## WHAT IS REQUIRED
From the first line to the last, restate the data exactly, leaving out the images.

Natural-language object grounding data
-- Opening Marker --

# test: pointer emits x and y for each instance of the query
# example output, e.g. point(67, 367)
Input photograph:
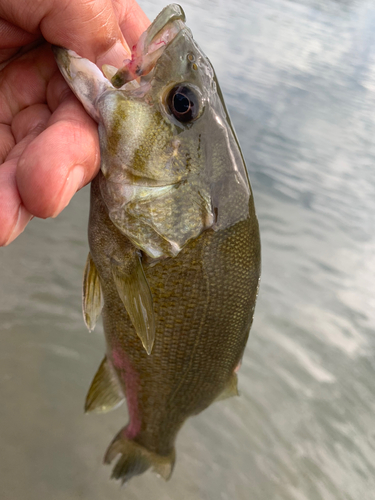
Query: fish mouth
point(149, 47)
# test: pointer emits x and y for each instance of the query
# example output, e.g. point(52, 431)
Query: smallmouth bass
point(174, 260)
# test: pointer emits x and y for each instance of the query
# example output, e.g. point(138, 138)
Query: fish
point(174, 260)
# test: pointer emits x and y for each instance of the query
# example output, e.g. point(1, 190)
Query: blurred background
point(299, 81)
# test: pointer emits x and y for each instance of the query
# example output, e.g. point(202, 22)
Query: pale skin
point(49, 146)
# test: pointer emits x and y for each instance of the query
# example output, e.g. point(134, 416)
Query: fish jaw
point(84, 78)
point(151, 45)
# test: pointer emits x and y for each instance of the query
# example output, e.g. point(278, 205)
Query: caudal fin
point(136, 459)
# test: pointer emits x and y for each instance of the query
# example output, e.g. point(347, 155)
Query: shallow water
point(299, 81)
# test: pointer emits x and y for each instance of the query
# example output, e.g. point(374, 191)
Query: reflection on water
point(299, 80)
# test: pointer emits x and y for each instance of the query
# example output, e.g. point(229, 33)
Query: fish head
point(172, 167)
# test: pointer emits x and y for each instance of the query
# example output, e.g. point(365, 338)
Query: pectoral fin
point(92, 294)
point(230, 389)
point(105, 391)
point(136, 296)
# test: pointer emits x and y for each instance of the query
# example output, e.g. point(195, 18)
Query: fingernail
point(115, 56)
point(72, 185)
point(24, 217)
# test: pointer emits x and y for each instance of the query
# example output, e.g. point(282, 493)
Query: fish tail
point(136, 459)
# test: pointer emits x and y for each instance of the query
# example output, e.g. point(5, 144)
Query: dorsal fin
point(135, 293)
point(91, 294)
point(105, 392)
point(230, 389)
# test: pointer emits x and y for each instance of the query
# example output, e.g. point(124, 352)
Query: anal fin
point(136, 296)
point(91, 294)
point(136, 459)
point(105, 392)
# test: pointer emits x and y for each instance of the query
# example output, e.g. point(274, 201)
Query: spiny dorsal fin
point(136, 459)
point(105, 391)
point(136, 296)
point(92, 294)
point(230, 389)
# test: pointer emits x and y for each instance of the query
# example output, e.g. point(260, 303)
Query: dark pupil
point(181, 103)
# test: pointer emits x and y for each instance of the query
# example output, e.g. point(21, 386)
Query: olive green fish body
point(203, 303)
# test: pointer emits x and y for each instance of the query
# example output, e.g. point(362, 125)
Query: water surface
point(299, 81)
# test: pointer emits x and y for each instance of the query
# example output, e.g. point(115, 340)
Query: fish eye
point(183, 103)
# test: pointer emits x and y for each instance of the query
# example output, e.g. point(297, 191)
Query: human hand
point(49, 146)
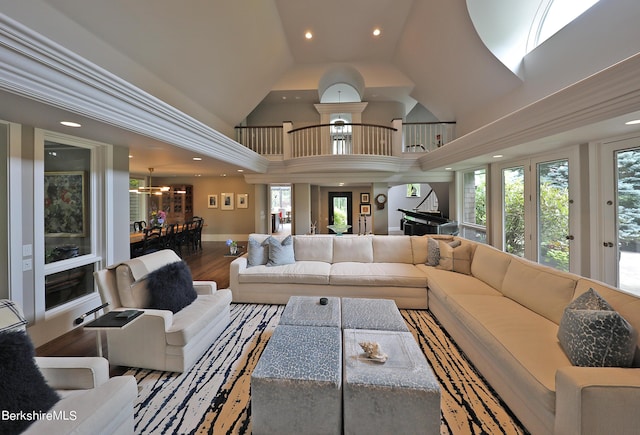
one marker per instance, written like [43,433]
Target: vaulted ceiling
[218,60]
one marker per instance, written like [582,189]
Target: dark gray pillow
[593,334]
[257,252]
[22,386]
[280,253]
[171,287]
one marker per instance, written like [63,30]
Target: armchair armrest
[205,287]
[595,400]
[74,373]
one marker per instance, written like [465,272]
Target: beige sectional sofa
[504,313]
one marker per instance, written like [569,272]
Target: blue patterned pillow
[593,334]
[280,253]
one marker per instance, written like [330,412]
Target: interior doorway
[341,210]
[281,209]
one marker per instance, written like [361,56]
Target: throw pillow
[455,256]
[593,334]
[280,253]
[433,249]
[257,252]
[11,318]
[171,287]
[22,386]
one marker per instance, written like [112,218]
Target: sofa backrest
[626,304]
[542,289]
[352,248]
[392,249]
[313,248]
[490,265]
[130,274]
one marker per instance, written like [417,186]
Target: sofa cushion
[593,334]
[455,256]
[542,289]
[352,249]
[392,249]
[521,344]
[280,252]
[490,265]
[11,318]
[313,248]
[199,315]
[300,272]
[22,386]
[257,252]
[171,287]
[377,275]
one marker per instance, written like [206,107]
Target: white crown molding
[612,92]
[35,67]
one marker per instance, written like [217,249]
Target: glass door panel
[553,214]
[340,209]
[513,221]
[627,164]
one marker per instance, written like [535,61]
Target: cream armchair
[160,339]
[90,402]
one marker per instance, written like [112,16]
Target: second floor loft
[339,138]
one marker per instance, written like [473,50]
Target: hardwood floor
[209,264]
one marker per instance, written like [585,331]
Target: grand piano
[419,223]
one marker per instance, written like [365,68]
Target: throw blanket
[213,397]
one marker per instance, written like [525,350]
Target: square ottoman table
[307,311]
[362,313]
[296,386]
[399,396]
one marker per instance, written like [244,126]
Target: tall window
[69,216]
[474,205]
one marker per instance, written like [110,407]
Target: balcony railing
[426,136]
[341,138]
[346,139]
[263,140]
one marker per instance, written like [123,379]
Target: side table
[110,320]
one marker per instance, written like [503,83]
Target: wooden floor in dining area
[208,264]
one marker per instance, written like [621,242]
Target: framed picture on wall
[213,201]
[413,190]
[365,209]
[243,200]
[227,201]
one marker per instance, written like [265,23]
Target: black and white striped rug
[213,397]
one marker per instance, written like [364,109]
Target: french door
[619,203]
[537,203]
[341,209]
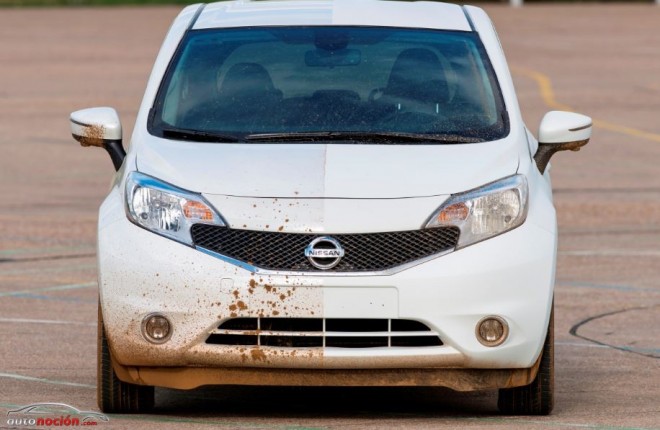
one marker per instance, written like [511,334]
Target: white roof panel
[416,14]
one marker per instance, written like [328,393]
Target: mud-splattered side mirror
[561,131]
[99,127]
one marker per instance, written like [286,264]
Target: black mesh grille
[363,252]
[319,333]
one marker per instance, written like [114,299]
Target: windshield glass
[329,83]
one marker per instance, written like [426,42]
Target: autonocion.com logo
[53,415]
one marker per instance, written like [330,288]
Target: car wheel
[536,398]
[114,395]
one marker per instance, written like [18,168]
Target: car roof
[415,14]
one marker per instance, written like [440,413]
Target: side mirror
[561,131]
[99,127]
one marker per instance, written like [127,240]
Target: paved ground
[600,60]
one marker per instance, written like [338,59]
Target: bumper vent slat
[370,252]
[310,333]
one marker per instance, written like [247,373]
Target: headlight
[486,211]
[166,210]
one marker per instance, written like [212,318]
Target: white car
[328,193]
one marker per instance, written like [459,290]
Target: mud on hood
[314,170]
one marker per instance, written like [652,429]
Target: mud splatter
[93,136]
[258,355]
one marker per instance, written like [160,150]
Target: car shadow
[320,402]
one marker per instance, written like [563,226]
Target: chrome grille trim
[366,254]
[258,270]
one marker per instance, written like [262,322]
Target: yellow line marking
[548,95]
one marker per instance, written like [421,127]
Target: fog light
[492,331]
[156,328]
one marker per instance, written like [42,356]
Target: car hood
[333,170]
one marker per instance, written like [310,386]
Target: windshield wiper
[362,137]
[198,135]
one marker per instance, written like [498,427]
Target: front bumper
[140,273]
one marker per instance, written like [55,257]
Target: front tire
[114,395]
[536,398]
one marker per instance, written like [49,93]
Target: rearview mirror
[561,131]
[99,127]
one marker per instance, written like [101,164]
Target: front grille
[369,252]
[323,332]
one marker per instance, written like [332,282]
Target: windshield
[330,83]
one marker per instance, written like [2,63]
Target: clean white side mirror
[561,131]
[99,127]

-- Closing Marker --

## WRITTEN SOLUTION
# test: pointer emits x and y for each instance of the query
# example output, e.g. point(67, 367)
Input photograph:
Query: fish mouth
point(149, 47)
# test: pointer emits x and y for each instance of the query
# example output, e.g. point(52, 431)
Query: smallmouth bass
point(174, 260)
# test: pointer emits x and y for each instance of the query
# example output, e.g. point(138, 138)
Query: fish
point(174, 260)
# test: pointer emits x and y for each instance of the query
# example output, e.g. point(1, 190)
Query: blurred background
point(299, 81)
# test: pointer emits x and y for each instance of the query
# example output, e.g. point(202, 22)
Query: pale skin
point(49, 146)
# test: pointer emits x and y for each instance of the query
# example output, e.g. point(134, 416)
Query: fish jaw
point(84, 78)
point(151, 45)
# test: pointer emits x and y for each instance of the query
# example output, e.g. point(278, 205)
Query: caudal fin
point(136, 459)
# test: pointer emits x and y for each instance of the query
# example output, e.g. point(347, 155)
Query: shallow water
point(299, 81)
# test: pointer emits x and y for each instance of the query
# example output, e.g. point(374, 191)
Query: reflection on water
point(299, 80)
# test: pointer emits x and y for each instance of the query
# example output, e.g. point(229, 33)
Query: fish head
point(172, 167)
# test: pointer emits x and y for each instance of the query
# example output, e.g. point(365, 338)
Query: pectoral fin
point(92, 294)
point(230, 389)
point(105, 391)
point(136, 296)
# test: pointer emits x and y for each instance of the query
# example output, e.g. point(195, 18)
Query: fingernail
point(115, 56)
point(72, 185)
point(24, 217)
# test: pointer emits x and y for each instance of the query
# example output, e.g. point(282, 493)
Query: fish tail
point(136, 459)
# test: pointer emits x and y for each instance of the query
# example output, e.g. point(5, 144)
Query: dorsal fin
point(135, 293)
point(91, 294)
point(105, 392)
point(230, 389)
# test: pointer emits x and y for each instance of the query
# example output, e.g. point(124, 352)
Query: anal fin
point(136, 296)
point(91, 294)
point(136, 459)
point(105, 392)
# test: pointer emits x and y for each instance of the query
# example output, e.g. point(274, 201)
Query: spiny dorsal fin
point(136, 459)
point(105, 391)
point(136, 296)
point(92, 294)
point(230, 389)
# test: pointer emits x and y for each instance of the query
# example output, e.g. point(260, 303)
Query: dark pupil
point(181, 103)
# test: pointer emits x and y for each instance of the query
# example output, e.g. point(21, 386)
Query: olive green fish body
point(203, 303)
# test: pointer emits x and y for each instance of the query
# example output, e.g. point(362, 125)
Query: water surface
point(299, 81)
# test: pointer emits x and y for each instance of the query
# example output, e.g. point(115, 340)
Query: fish eye
point(183, 103)
# test: pointer emits x and y for each instance of the query
# example output, e.g. point(297, 191)
Query: human hand
point(49, 146)
one marker per instance, written like [43,433]
Target: vaulted ceiling
[218,60]
one marker per instance, written like [582,189]
Target: dark gray pillow
[593,334]
[257,252]
[22,386]
[280,253]
[171,287]
one marker per instance, written like [63,30]
Target: armchair armrest
[205,287]
[595,400]
[74,373]
one marker per instance, written like [465,272]
Target: beige sectional sofa
[504,313]
one marker per instance, written like [569,272]
Target: blue patterned pillow
[593,334]
[280,253]
one marker per instance, written like [330,412]
Target: interior doorway
[341,210]
[281,209]
one marker per instance, written like [361,56]
Target: throw pillow
[455,256]
[593,334]
[280,253]
[433,249]
[257,252]
[11,318]
[171,287]
[22,386]
one marker per instance, written like [112,218]
Target: sofa backrest
[626,304]
[542,289]
[352,248]
[392,249]
[313,248]
[490,265]
[130,274]
one marker per instance, written like [417,186]
Target: sofa cushion
[593,334]
[455,256]
[542,289]
[352,249]
[392,249]
[521,344]
[280,252]
[490,265]
[11,318]
[313,248]
[199,315]
[300,272]
[22,386]
[257,252]
[171,287]
[377,275]
one marker per instance, written like [206,107]
Target: white crown molding
[612,92]
[35,67]
one marker per instance, written like [217,249]
Target: glass door panel
[553,214]
[340,209]
[513,221]
[627,164]
one marker per instance, written like [535,61]
Target: cream armchair
[160,339]
[90,402]
one marker per instance, written like [112,16]
Target: second floor loft
[339,138]
one marker per instance, written like [473,50]
Target: hardwood floor
[209,264]
one marker per instance, written like [585,331]
Target: grand piano
[419,223]
one marker per instance, written like [365,68]
Target: throw blanket
[213,397]
one marker per instance, written like [525,350]
Target: square ottoman table
[307,311]
[362,313]
[296,386]
[399,396]
one marker per instance, written like [244,126]
Target: tall window
[69,216]
[474,205]
one marker per instance, written like [110,407]
Target: balcony railing
[426,136]
[341,138]
[346,139]
[263,140]
one marker per instance, written like [123,379]
Target: side table
[110,320]
one marker per instance, written like [503,83]
Target: wooden floor in dining area
[208,264]
one marker per instance, written like [621,242]
Target: framed picture on wall
[213,201]
[413,190]
[365,209]
[243,200]
[227,201]
one marker per instance, written like [265,23]
Target: black and white striped rug
[213,397]
one marker per instance, written like [364,109]
Target: french door
[619,203]
[537,203]
[341,209]
one marker per instance, written like [511,334]
Target: white roof panel
[416,14]
one marker per instance, written like [328,393]
Target: mud-splattered side mirror
[561,131]
[99,127]
one marker per instance, written like [286,264]
Target: black mesh grille
[363,252]
[319,333]
one marker per instance, written like [114,299]
Target: windshield glass
[329,83]
one marker per instance, written like [426,42]
Target: autonocion.com logo
[53,415]
one marker per instance, written like [330,288]
Target: car wheel
[536,398]
[114,395]
one marker per instance, written like [18,168]
Target: car roof
[415,14]
one marker per instance, written like [440,413]
Target: side mirror
[561,131]
[99,127]
one marker per instance, written like [127,240]
Target: paved ground
[600,60]
one marker per instance, written like [338,59]
Target: bumper vent slat
[370,252]
[310,333]
one marker per instance, written like [247,373]
Target: headlight
[486,211]
[166,210]
one marker per instance, written like [212,318]
Target: white car
[328,193]
one marker per instance, written like [459,290]
Target: mud on hood
[314,170]
one marker per instance, written like [652,429]
Target: mud splatter
[93,136]
[258,355]
one marker per instance, written like [160,150]
Target: car shadow
[320,402]
one marker per instance, written like [563,226]
Target: chrome grille trim
[366,254]
[258,270]
one marker per instance, written like [262,322]
Target: yellow line marking
[548,95]
one marker per instance, written like [421,127]
Target: fog light
[492,331]
[156,328]
one marker per instance, written like [42,356]
Target: car hood
[333,170]
one marker per instance, written like [310,386]
Target: windshield wiper
[362,137]
[198,135]
one marker per instance, written like [498,427]
Target: front bumper
[140,273]
one marker per instance, written like [55,257]
Target: front tire
[114,395]
[536,398]
one marker per instance, written like [49,93]
Target: rearview mirror
[561,131]
[99,127]
one marker per instance, written like [101,164]
Target: front grille
[369,252]
[323,332]
one marker per instance, written like [332,282]
Target: windshield
[330,83]
one marker per instance, written like [2,63]
Target: clean white side mirror
[561,131]
[99,127]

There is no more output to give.